═══ Passage for review ═══

Both Jewish Israelis and Palestinians can still ride on both the new and the old lines, said Israel's Minister of Transportation Yisrael Katz, a conservative stalwart within Prime Minister Benjamin Netanyahu's Likud Party. That means they are not legally segregated, he says.

"Adding new bus lines servicing Palestinian areas is not segregation," a Katz spokesman said. "Anyone can ride on any bus. There are now just more buses."

Indeed, several Palestinian laborers returning on the new bus line from Tel Aviv to the West Bank on Monday said the new lines appeared to be an improvement that will ease their arduous daily commute, at least a little.

But critics note that the impetus behind the new lines wasn't to ease the burden of Palestinian commuters, but rather a response to appeals by Jewish settler leaders who didn't want to share buses with Palestinians. That point is accepted by the spokeswoman for Eli Shaviro, the mayor of the West Bank settlement of Ariel, who pushed for the lines, Ben Hur, the chairman of the Afakim Bus Co., which runs the lines, and the Transportation Ministry.

═══

## Instructions:
a) Answer these questions from the passage on the new West Bank bus lines:
(i) Which party is Yisrael Katz described as belonging to?
(ii) Who is the chairman of the company that runs the lines?
(iii) Of which settlement is Eli Shaviro the mayor?
b) Carry on the passage on the new West Bank bus lines from its final sentence.

═══ Given information ═══

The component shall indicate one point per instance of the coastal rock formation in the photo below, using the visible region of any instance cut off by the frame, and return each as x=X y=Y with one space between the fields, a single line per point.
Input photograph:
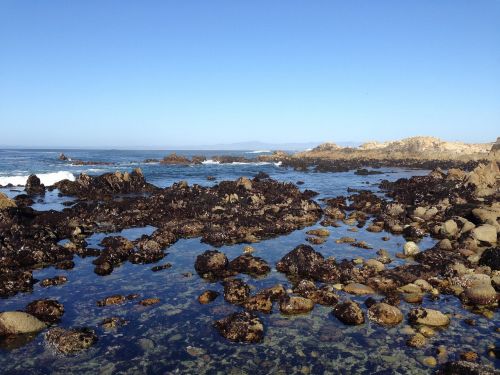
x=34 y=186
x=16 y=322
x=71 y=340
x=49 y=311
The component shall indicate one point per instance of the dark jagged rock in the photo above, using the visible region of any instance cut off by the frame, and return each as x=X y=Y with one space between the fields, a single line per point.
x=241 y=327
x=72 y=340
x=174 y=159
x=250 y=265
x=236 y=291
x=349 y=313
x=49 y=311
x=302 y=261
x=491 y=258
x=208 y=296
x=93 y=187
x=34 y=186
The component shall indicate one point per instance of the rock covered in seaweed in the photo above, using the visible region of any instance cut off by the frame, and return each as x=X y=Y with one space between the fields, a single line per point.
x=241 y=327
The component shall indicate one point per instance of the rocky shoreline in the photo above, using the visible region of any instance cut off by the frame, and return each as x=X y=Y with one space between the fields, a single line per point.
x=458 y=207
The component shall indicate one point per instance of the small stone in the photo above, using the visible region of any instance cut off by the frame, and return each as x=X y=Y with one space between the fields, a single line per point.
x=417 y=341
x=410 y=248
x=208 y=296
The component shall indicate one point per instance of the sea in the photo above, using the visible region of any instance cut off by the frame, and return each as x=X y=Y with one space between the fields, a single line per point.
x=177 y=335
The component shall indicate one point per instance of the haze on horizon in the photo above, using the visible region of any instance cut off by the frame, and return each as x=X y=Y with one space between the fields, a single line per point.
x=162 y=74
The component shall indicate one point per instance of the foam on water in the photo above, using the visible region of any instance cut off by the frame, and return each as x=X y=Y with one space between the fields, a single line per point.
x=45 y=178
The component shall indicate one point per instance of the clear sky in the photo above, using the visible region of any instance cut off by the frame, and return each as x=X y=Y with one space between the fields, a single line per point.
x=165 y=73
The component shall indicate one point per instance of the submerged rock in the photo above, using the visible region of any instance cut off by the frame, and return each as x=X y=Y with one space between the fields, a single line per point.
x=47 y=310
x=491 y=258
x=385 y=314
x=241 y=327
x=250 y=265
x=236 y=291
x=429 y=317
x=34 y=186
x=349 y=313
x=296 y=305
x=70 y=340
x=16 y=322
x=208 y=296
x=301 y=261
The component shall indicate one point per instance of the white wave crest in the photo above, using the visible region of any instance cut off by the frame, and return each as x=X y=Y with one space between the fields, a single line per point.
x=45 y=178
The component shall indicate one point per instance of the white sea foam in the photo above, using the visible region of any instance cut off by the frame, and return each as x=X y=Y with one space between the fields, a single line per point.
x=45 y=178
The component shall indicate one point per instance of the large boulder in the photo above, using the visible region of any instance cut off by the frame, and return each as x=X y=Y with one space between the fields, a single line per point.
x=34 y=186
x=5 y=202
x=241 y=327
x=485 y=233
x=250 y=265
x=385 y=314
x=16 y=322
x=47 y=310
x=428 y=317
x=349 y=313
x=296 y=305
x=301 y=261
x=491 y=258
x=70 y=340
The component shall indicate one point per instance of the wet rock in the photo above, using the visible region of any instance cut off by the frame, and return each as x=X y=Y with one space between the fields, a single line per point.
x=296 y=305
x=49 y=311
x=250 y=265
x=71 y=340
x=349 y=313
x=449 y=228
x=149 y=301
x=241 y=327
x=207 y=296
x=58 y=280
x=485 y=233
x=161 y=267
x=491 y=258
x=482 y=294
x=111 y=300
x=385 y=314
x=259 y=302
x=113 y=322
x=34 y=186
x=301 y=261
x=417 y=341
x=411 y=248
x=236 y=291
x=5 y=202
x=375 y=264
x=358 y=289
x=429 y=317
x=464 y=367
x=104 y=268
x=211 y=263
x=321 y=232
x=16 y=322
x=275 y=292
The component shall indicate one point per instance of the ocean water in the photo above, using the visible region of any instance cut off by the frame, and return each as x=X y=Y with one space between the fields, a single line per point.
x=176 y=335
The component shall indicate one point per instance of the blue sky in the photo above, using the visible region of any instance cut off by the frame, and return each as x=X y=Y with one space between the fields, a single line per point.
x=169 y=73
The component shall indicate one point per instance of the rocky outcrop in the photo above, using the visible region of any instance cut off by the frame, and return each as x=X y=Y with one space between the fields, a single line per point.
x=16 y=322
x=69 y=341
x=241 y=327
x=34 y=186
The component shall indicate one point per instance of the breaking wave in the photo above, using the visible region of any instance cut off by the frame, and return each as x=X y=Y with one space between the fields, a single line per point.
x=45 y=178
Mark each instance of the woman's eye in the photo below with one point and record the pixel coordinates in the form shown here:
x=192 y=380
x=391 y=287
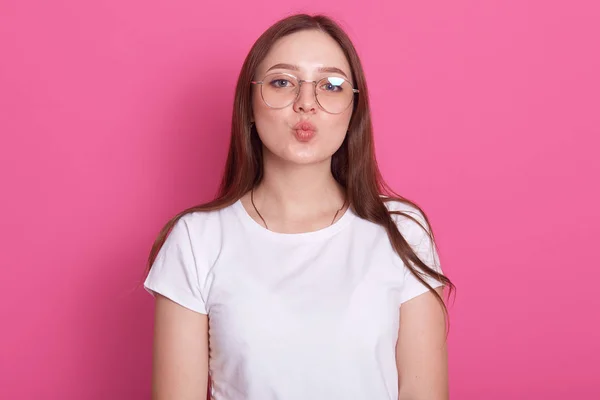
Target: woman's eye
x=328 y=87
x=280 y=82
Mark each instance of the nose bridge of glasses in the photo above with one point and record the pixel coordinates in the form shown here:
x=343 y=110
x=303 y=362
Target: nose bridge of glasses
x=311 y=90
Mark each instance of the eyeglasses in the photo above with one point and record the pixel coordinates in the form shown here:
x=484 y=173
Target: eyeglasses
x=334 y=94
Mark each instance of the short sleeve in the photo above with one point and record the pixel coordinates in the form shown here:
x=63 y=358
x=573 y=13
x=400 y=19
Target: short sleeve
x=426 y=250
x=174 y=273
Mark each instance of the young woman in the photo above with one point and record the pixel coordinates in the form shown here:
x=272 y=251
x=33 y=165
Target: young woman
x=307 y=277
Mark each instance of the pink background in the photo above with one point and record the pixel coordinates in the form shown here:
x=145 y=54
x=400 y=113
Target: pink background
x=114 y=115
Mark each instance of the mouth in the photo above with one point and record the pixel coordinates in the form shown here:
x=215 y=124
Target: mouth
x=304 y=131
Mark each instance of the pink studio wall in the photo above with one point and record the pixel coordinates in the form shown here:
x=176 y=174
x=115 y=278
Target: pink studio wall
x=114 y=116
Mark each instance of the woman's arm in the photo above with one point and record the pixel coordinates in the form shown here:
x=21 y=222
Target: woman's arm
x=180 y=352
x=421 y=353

═══

## Answers for each item:
a)
(i) Prime Minister Benjamin Netanyahu's Likud Party
(ii) Ben Hur, chairman of the Afakim Bus Co.
(iii) Ariel

b)
Many settler leaders have long pushed for such a move, and the decision comes as their sway within Likud is on the rise.

"The mayor told the government that people are afraid on the buses because of security problems and fights with Palestinians and he needs separate lines," said Shaviro spokeswoman Chen Keddem.

The roughly 50,000 Palestinians who have permits to work in Israel have been carefully screened and vetted by Israeli security services.

Ms. Keddem said that verbal squabbles--but not physical ones--do take place on mixed Palestinian-Israeli buses, but mostly over competition for seats. Ms. Keddem said she wasn't aware of any more serious security incidents.

"If you take a bus at five in the afternoon the bus is full of Arabs and there is no place to sit," she said. "And people are afraid someone will blow it up."

A Palestinian placed a bomb on a Tel Aviv municipal bus last year that wounded 21. Between the late 1990s through the mid 2000s, Palestinian suicide bombers waged scores of attacks against Israeli targets, many of them public buses. Those attacks have since subsided.

Palestinians and Israelis living side-by-side in the West Bank are governed by a dual system riven with inequalities that rarely make headlines in Israel.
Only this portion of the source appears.